» WORK INSTRUCTIONS:
Repeat the records verbatim, beginning at the line containing "Target: flag pole" and ending after the line containing "(1250, 378)".

» GIVEN RECORDS:
··········

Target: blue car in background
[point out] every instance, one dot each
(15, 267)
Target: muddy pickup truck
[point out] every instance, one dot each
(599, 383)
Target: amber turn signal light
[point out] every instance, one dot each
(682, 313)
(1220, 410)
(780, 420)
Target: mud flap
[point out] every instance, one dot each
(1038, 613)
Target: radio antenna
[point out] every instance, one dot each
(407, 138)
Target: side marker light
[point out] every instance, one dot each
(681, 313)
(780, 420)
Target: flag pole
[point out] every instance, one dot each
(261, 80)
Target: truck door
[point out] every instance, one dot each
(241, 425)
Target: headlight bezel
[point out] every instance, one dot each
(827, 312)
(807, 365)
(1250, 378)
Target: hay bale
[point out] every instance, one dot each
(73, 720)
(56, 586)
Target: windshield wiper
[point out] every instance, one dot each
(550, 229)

··········

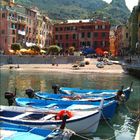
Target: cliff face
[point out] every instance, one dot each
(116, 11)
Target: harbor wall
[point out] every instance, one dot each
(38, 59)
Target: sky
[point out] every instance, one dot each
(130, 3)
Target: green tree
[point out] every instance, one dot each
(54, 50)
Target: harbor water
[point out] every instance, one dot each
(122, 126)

··········

» WRITTEN SOLUTION:
Target: flag pole
[point out] every instance, one dot each
(261, 80)
Target: truck door
[point out] every instance, one dot each
(241, 425)
Target: headlight bezel
[point out] every instance, one dot each
(827, 312)
(807, 365)
(1250, 378)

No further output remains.